**THE TASK**.
Can you copy out the data exactly? Leave the images out.

(Region outline entries)
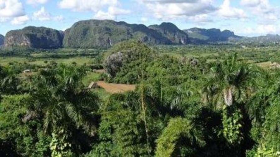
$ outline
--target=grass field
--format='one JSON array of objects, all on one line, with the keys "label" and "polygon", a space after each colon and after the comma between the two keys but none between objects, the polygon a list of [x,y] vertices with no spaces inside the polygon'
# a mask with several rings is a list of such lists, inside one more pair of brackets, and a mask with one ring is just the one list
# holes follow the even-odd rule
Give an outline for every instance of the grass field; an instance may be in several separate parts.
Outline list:
[{"label": "grass field", "polygon": [[92,63],[92,59],[88,57],[75,57],[66,59],[31,59],[25,57],[0,57],[0,63],[3,65],[6,65],[9,63],[13,62],[24,63],[26,62],[31,64],[38,65],[46,65],[44,62],[45,61],[48,63],[53,61],[58,63],[62,63],[66,64],[70,64],[74,62],[79,65],[87,64]]}]

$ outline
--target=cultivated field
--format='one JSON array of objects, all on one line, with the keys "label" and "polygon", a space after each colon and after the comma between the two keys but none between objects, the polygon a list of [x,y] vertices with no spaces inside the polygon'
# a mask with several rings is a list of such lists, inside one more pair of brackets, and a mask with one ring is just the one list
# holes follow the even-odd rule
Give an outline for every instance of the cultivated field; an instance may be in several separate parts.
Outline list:
[{"label": "cultivated field", "polygon": [[135,85],[107,83],[102,81],[98,81],[96,83],[99,86],[104,89],[106,91],[111,93],[117,93],[126,91],[133,91],[135,89],[136,87],[136,85]]}]

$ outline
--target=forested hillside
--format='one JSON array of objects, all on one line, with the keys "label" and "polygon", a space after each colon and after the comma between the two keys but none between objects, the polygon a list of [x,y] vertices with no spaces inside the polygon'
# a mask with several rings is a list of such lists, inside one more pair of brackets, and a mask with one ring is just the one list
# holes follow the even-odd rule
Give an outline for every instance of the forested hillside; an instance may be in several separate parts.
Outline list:
[{"label": "forested hillside", "polygon": [[185,45],[190,43],[188,34],[172,23],[163,22],[160,25],[152,25],[148,28],[154,29],[174,44]]},{"label": "forested hillside", "polygon": [[216,28],[206,29],[193,28],[183,31],[189,35],[192,42],[197,44],[228,41],[231,40],[238,40],[242,38],[228,30],[221,31],[220,29]]},{"label": "forested hillside", "polygon": [[0,46],[4,45],[5,38],[5,37],[1,34],[0,34]]},{"label": "forested hillside", "polygon": [[44,27],[29,26],[11,31],[6,34],[6,47],[22,46],[35,49],[61,47],[63,36],[58,30]]},{"label": "forested hillside", "polygon": [[[0,45],[2,37],[0,37]],[[138,40],[150,46],[216,44],[223,43],[246,45],[277,43],[277,35],[255,37],[240,37],[228,30],[193,28],[181,30],[170,23],[147,27],[112,20],[89,20],[76,22],[64,31],[43,27],[29,26],[8,32],[5,47],[34,49],[106,49],[119,42]]]},{"label": "forested hillside", "polygon": [[1,50],[0,156],[279,157],[278,47],[196,46]]},{"label": "forested hillside", "polygon": [[[172,32],[173,28],[167,27],[165,29],[167,31],[170,29]],[[187,35],[184,35],[182,37],[176,33],[165,34],[143,24],[129,24],[110,20],[90,20],[79,21],[67,30],[63,43],[65,47],[101,48],[107,48],[120,41],[131,39],[151,44],[179,44],[182,43],[179,42],[176,38],[180,41],[182,37],[183,42],[184,40],[187,41]]]}]

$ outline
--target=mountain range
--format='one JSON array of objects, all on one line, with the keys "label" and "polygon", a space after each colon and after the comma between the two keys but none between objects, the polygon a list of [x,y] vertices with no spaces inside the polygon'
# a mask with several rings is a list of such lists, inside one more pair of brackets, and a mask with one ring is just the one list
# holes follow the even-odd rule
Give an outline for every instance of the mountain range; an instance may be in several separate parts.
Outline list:
[{"label": "mountain range", "polygon": [[112,20],[89,20],[76,22],[64,31],[43,27],[28,26],[11,31],[0,46],[35,49],[107,48],[117,42],[136,39],[151,45],[184,45],[220,42],[269,42],[280,41],[280,36],[268,34],[256,37],[238,36],[228,30],[193,28],[181,30],[171,23],[147,27]]}]

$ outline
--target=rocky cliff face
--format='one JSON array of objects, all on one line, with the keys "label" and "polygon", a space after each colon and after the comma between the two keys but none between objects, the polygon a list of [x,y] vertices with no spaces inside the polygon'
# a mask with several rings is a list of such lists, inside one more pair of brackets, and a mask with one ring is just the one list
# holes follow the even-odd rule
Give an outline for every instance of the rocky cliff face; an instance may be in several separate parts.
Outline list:
[{"label": "rocky cliff face", "polygon": [[1,34],[0,34],[0,46],[4,45],[5,37]]},{"label": "rocky cliff face", "polygon": [[221,31],[220,29],[216,28],[206,29],[193,28],[183,31],[188,34],[192,42],[195,43],[227,41],[231,39],[242,38],[228,30]]},{"label": "rocky cliff face", "polygon": [[5,46],[57,48],[62,46],[63,38],[61,33],[57,30],[43,27],[29,26],[7,33],[5,37]]},{"label": "rocky cliff face", "polygon": [[[183,32],[182,35],[176,36],[177,32],[169,30],[166,27],[165,34],[141,24],[130,24],[111,20],[82,21],[65,31],[63,45],[65,47],[104,48],[131,39],[151,44],[189,42],[187,35]],[[172,37],[170,37],[170,35]]]},{"label": "rocky cliff face", "polygon": [[173,44],[185,45],[190,43],[188,34],[171,23],[164,22],[160,25],[152,25],[148,28],[157,31]]}]

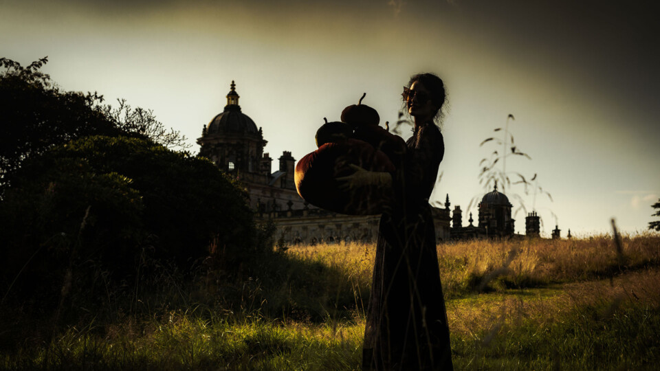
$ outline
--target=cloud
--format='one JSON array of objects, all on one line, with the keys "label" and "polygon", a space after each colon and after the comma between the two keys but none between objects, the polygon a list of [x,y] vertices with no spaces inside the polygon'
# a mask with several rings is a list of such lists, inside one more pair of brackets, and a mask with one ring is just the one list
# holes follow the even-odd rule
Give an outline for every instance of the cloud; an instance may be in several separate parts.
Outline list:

**REPLY TO THE TASK**.
$ outline
--target=grass field
--format='one JSON array of objects, all on one line, with the keys "label" and "polygon", a space after each colon and after the comma between the two keys but none between objects, the polygon a list of [x,y] vertices with no spaces inside the polygon'
# a mask with several rings is a list of such lists, inside one more pair of brackets, and a mask with one ring is just the one list
# holes follow the even-odd rule
Give an outline for every instance of the grass field; an instance may be in several separate parts.
Outline list:
[{"label": "grass field", "polygon": [[92,63],[92,59],[88,57],[75,57],[66,59],[31,59],[25,57],[0,57],[0,63],[3,65],[6,65],[9,63],[13,62],[24,63],[26,62],[31,64],[38,65],[46,65],[44,62],[45,61],[48,63],[53,61],[58,63],[62,63],[66,64],[70,64],[74,62],[79,65],[87,64]]}]

$ outline
--target=cultivated field
--format='one JSON array of objects, all on one line, with the keys "label" and "polygon", a space after each colon and after the comma between the two keys but none between objects, the polygon a list of [x,y] vertices with no spaces inside the polygon'
# a mask with several rings is a list of such lists, inside one more pair of brackets, and a mask with one ring is just the one list
# holes follow the even-odd rule
Give an outline for every instance of the cultivated field; an instance may be in several separate parts.
Outline list:
[{"label": "cultivated field", "polygon": [[135,85],[107,83],[102,81],[98,81],[96,83],[99,86],[104,89],[106,91],[111,93],[117,93],[126,91],[133,91],[135,89],[136,87],[136,85]]}]

$ outline
--target=forested hillside
--format='one JSON array of objects, all on one line, with the keys "label" and "polygon", a space after each colon and after the comma between the two keys but none between objects, the polygon a list of [x,y] vertices with no spaces inside the polygon'
# a mask with several rings is a list of such lists, inside one more pair of brackets, and a mask with one ring is just the one list
# holes follow the even-odd rule
Give an outline for every instance of the forested hillside; an instance may be in several separate parts.
Outline list:
[{"label": "forested hillside", "polygon": [[185,45],[190,43],[188,34],[172,23],[163,22],[160,25],[152,25],[148,28],[154,29],[174,44]]},{"label": "forested hillside", "polygon": [[216,28],[206,29],[193,28],[183,31],[189,35],[192,42],[197,44],[228,41],[231,40],[238,40],[242,38],[228,30],[221,31],[220,29]]},{"label": "forested hillside", "polygon": [[0,46],[4,45],[5,38],[5,37],[1,34],[0,34]]},{"label": "forested hillside", "polygon": [[44,27],[29,26],[11,31],[6,34],[6,47],[22,46],[35,49],[61,47],[63,36],[58,30]]},{"label": "forested hillside", "polygon": [[[0,45],[2,37],[0,37]],[[138,40],[150,46],[216,44],[223,43],[246,45],[277,43],[277,35],[255,37],[240,37],[228,30],[193,28],[181,30],[170,23],[147,27],[112,20],[89,20],[76,22],[64,31],[43,27],[29,26],[8,32],[5,47],[34,49],[106,49],[119,42]]]},{"label": "forested hillside", "polygon": [[1,50],[0,156],[279,157],[278,47],[196,46]]},{"label": "forested hillside", "polygon": [[[172,32],[173,28],[167,27],[165,29],[167,31],[170,29]],[[187,35],[184,35],[182,37],[176,33],[165,34],[143,24],[129,24],[110,20],[90,20],[79,21],[67,30],[63,43],[65,47],[101,48],[107,48],[120,41],[131,39],[151,44],[179,44],[182,43],[179,42],[176,38],[180,41],[182,37],[183,42],[184,40],[187,41]]]}]

$ outline
--target=mountain range
--format='one JSON array of objects, all on one line, with the keys "label" and "polygon", a space after each colon and after the comma between the two keys but none between objects, the polygon a list of [x,y] vertices with no spaces inside the polygon'
# a mask with several rings is a list of such lists, inside one more pair of brackets, and a mask with one ring is just the one list
# holes follow the even-odd rule
Give an outline for every instance of the mountain range; an instance may be in several separate parts.
Outline list:
[{"label": "mountain range", "polygon": [[112,20],[89,20],[76,22],[64,31],[43,27],[28,26],[11,31],[0,46],[35,49],[107,48],[117,42],[136,39],[151,45],[184,45],[220,42],[269,42],[280,41],[280,36],[268,34],[256,37],[238,36],[228,30],[193,28],[181,30],[171,23],[147,27]]}]

$ outline
--target=rocky cliff face
--format='one JSON array of objects, all on one line, with the keys "label" and "polygon", a space after each colon and after the comma between the two keys but none between objects, the polygon a list of [x,y] vertices with no spaces inside the polygon'
# a mask with several rings is a list of such lists, inside one more pair of brackets, and a mask with one ring is just the one list
# holes follow the even-odd rule
Give an outline for every instance of the rocky cliff face; an instance may be in several separate parts.
Outline list:
[{"label": "rocky cliff face", "polygon": [[1,34],[0,34],[0,46],[4,45],[5,37]]},{"label": "rocky cliff face", "polygon": [[221,31],[220,29],[216,28],[206,29],[193,28],[183,31],[188,34],[192,42],[195,43],[227,41],[231,39],[242,38],[228,30]]},{"label": "rocky cliff face", "polygon": [[5,46],[57,48],[62,46],[63,38],[61,33],[57,30],[43,27],[29,26],[7,33],[5,37]]},{"label": "rocky cliff face", "polygon": [[[183,32],[182,35],[176,36],[177,32],[169,30],[166,27],[165,34],[141,24],[130,24],[111,20],[82,21],[65,31],[63,45],[65,47],[104,48],[131,39],[151,44],[189,42],[187,35]],[[172,37],[170,37],[170,35]]]},{"label": "rocky cliff face", "polygon": [[173,44],[185,45],[190,43],[188,34],[171,23],[164,22],[160,25],[152,25],[148,28],[157,31]]}]

$ outline
--target=cloud
--format='one JSON array of objects, all on one line, with the keys "label" and "polygon", a space after each colon and after the comma between the two keys but none between objects, the polygon a list of [x,y] vertices with no spaces inside the polygon'
# a mask with several rings is a list of such lists, inside one more pair of brackets, and a mask with one ring is just the one list
# holes follow the even-odd rule
Give an outline for every instance of the cloud; an instance may be in several separate parts.
Outline list:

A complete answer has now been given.